> **Travail à faire**
Dans le texte sur les cimetières, à quelle profondeur les vivants déposent-ils un corps ?

> **Texte extrait**
Au centre des villes, il est de grands espaces que les vivants entretiennent pieusement ; ce sont les cimetières, les jardins des morts.
Les vivants se plaisent à enfouir, tout près des berceaux de leurs enfants des amas de chair en décomposition, de la charogne, les éléments nutritifs de toutes les maladies, le champ de culture pour toutes les infections.
Ils consacrent de grands espaces plantés d’arbres magnifiques, pour y déposer un corps typhoïdique, pestilentiel, charbonneux, à un ou deux mètres de profondeur ; et les virus infectieux, au bout de quelques jours, se baladent par la ville, cherchant d’autres victimes.
Les hommes qui n’ont aucun respect pour leur organisme vivant, qu’ils épuisent, qu’ils empoisonnent, qu’ils risquent, prennent tout à coup un respect comique pour leur dépouille mortelle, alors qu’il faudrait s’en débarrasser au plus vite, la mettre sous la forme la moins encombrante et la plus utilisable.

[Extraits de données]

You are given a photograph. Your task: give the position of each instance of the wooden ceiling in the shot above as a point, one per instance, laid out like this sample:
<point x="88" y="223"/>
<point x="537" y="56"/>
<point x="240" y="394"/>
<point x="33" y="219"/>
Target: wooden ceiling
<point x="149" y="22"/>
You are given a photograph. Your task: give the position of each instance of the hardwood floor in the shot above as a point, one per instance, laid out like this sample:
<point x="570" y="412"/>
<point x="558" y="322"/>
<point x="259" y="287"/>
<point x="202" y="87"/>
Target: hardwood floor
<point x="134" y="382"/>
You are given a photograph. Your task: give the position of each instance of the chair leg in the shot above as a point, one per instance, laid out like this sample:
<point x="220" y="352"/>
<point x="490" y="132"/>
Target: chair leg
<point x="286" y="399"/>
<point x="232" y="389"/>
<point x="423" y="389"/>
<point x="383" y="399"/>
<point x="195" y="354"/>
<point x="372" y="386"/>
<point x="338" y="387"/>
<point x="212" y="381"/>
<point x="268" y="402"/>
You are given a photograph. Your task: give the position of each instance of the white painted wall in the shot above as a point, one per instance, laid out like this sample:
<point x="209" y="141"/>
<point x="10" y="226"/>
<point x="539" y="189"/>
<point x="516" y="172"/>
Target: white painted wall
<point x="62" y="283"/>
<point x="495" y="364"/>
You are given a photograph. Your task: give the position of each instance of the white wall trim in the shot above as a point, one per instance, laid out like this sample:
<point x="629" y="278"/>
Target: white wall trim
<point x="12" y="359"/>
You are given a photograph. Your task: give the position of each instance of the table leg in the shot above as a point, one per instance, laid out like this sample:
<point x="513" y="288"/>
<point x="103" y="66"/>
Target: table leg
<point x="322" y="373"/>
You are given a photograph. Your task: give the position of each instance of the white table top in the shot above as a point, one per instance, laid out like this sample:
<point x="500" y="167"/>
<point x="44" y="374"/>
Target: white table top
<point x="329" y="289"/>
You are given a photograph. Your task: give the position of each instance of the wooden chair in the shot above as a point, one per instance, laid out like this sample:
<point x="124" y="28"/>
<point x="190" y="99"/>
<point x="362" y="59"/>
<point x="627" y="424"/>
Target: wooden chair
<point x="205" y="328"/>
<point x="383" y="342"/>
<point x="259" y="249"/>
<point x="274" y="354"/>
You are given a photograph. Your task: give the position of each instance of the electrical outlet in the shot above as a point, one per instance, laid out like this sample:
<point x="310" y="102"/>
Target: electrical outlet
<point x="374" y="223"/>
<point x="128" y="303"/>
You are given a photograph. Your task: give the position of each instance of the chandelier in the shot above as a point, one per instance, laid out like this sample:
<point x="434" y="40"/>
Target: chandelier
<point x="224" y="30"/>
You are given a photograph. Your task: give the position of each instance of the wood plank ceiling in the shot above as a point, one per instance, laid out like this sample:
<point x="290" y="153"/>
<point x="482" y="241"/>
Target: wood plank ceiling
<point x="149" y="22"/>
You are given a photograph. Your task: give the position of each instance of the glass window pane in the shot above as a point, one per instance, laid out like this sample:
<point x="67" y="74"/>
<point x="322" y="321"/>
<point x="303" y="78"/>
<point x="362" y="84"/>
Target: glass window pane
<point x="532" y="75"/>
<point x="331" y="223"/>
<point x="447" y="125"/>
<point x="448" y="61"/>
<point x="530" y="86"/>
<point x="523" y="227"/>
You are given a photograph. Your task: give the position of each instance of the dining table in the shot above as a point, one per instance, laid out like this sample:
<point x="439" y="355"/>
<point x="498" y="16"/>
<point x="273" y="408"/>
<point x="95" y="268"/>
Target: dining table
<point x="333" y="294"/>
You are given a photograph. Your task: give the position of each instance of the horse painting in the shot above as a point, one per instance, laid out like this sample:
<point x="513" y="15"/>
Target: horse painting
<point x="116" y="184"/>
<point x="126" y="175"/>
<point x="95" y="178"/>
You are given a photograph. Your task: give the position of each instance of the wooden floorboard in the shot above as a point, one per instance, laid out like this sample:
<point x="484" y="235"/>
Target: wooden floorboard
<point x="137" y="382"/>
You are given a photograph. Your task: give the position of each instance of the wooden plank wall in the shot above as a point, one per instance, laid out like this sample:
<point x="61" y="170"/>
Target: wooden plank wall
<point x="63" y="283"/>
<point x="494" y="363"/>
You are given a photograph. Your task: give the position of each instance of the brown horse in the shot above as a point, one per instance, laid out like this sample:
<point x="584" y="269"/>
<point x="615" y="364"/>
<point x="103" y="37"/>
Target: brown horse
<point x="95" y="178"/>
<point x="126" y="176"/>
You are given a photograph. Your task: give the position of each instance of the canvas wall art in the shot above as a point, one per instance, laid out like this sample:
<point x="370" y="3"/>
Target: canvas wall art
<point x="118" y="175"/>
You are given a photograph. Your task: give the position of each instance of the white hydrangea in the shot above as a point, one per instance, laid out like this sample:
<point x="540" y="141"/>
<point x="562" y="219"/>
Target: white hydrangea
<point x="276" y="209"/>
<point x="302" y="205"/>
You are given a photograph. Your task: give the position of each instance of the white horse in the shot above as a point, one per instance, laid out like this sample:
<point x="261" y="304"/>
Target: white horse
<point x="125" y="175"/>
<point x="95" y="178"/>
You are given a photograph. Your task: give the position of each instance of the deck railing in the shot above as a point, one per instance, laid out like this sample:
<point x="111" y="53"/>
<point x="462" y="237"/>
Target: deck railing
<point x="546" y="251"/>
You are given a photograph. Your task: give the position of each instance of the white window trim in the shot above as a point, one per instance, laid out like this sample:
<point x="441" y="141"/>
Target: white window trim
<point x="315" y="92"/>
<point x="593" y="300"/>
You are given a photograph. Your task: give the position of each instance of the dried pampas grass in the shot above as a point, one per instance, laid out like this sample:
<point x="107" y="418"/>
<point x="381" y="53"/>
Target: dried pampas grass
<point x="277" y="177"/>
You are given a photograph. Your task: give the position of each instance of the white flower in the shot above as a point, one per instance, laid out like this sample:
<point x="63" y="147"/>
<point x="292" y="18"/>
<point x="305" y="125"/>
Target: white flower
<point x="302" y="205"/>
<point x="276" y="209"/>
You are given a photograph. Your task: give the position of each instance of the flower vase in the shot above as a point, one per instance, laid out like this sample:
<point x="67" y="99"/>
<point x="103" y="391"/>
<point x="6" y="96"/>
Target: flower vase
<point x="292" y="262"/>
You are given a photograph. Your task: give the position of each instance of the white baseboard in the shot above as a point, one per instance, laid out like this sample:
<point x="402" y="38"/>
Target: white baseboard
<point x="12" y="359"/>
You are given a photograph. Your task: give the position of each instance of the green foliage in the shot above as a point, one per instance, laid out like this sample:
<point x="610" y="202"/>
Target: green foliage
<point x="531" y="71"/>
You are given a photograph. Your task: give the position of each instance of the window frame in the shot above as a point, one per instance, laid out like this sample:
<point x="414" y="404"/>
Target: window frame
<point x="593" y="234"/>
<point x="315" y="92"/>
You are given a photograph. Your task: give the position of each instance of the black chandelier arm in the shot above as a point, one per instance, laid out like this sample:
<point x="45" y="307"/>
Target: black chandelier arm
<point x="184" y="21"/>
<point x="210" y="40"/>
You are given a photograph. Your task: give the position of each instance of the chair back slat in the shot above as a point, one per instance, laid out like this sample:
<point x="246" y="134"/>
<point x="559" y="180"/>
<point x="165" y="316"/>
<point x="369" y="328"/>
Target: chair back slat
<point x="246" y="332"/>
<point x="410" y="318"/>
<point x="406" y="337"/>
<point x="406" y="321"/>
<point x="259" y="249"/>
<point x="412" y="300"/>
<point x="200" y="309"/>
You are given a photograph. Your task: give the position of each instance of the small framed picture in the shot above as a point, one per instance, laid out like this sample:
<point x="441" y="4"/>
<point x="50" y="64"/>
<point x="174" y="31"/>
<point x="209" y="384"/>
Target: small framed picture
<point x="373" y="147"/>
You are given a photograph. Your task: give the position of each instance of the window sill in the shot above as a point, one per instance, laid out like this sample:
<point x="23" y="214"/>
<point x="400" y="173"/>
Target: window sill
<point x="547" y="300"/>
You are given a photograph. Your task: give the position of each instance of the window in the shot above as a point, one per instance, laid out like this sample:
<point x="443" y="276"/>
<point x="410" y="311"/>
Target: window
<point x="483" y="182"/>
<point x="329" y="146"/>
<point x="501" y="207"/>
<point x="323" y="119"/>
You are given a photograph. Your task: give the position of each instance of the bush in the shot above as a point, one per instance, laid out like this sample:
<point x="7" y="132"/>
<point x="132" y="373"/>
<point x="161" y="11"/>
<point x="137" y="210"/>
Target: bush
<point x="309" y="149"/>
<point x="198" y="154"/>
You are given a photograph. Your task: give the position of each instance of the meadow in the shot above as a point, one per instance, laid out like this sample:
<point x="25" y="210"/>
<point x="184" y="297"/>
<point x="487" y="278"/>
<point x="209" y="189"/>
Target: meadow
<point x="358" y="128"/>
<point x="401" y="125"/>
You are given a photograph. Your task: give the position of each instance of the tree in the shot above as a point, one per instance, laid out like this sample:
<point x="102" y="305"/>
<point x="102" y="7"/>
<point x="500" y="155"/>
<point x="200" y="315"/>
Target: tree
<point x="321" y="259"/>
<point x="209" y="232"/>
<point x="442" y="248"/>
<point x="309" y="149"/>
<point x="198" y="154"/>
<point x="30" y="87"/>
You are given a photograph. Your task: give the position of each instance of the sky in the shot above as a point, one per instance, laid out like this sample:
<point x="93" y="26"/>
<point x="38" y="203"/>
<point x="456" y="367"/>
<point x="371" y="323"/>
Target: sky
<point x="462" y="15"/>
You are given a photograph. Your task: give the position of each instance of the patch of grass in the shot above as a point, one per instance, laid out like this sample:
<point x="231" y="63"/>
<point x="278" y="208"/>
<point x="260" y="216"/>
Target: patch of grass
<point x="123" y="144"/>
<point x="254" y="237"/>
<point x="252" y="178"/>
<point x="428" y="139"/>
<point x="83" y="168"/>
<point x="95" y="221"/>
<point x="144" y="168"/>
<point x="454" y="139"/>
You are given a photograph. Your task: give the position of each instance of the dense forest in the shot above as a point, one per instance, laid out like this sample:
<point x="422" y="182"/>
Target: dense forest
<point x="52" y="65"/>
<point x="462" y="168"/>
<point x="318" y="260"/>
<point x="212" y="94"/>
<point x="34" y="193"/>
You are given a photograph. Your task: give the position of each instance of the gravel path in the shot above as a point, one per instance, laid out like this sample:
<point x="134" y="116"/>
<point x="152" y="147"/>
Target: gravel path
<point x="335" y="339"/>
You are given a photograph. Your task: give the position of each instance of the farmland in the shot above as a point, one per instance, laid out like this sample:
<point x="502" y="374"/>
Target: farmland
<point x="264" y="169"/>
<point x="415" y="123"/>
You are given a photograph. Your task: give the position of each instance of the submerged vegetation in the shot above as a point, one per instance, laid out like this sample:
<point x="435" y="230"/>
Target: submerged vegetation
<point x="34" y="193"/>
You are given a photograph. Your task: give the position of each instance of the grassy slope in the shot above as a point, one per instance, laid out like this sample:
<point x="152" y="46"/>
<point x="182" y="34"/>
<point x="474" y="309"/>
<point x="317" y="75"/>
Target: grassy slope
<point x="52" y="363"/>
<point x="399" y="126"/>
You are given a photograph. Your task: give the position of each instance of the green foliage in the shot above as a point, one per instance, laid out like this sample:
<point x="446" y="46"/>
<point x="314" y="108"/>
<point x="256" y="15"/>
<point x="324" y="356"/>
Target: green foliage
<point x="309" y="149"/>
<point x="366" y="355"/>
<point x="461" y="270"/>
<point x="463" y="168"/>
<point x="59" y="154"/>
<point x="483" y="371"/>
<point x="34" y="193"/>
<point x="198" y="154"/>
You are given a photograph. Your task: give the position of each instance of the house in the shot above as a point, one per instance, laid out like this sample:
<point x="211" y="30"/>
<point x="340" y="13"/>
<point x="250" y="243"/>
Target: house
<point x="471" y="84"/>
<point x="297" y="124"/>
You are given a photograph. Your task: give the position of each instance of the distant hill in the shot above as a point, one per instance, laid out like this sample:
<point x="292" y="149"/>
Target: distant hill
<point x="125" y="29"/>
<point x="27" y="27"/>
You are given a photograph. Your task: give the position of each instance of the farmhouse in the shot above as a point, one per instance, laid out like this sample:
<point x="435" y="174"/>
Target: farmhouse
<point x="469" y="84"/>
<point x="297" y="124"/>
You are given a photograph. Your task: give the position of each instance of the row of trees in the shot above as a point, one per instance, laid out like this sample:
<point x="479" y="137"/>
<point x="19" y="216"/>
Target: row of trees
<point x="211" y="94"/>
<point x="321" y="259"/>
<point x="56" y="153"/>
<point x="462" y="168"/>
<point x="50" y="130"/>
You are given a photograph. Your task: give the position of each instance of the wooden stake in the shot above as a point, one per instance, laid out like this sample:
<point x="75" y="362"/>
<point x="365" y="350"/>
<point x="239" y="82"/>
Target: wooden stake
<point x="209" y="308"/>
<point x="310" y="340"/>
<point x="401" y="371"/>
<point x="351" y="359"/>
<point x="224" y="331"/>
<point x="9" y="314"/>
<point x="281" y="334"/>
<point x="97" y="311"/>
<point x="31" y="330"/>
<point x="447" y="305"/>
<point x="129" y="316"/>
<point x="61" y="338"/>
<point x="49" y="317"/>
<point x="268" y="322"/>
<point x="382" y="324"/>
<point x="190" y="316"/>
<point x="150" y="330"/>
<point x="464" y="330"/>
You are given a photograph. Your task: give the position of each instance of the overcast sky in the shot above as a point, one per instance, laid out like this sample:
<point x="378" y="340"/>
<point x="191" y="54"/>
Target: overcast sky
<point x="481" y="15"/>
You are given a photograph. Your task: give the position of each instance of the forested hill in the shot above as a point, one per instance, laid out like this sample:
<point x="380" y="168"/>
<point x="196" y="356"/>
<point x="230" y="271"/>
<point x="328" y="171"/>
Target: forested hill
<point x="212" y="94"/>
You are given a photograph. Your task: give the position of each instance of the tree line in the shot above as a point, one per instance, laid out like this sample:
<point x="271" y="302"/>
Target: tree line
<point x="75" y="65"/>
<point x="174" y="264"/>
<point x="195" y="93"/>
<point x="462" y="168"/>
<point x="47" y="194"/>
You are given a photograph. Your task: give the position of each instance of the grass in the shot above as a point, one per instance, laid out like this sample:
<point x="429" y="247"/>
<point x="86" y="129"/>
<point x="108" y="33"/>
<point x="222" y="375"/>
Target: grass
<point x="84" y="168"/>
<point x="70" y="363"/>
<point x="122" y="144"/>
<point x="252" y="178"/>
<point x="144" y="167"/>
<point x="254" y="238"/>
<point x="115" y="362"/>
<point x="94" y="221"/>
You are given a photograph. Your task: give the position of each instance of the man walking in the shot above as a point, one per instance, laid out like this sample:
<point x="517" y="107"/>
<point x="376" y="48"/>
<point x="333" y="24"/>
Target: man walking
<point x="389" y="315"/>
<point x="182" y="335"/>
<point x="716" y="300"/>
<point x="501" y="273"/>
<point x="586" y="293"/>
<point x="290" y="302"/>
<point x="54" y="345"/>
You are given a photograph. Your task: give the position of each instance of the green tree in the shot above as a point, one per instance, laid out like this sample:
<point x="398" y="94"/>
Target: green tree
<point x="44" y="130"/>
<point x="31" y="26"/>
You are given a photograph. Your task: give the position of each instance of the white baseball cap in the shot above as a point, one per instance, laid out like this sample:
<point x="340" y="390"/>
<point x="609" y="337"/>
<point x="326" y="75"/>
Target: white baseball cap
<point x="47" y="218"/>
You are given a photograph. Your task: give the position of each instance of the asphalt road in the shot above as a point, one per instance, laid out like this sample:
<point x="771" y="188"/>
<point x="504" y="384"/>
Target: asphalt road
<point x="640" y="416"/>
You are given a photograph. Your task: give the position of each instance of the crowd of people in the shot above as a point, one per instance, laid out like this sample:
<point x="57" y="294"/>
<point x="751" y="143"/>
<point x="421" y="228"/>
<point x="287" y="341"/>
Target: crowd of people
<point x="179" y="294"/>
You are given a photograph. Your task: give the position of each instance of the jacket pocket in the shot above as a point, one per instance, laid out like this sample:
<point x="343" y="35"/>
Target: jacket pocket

> **Corrigé**
À un ou deux mètres de profondeur.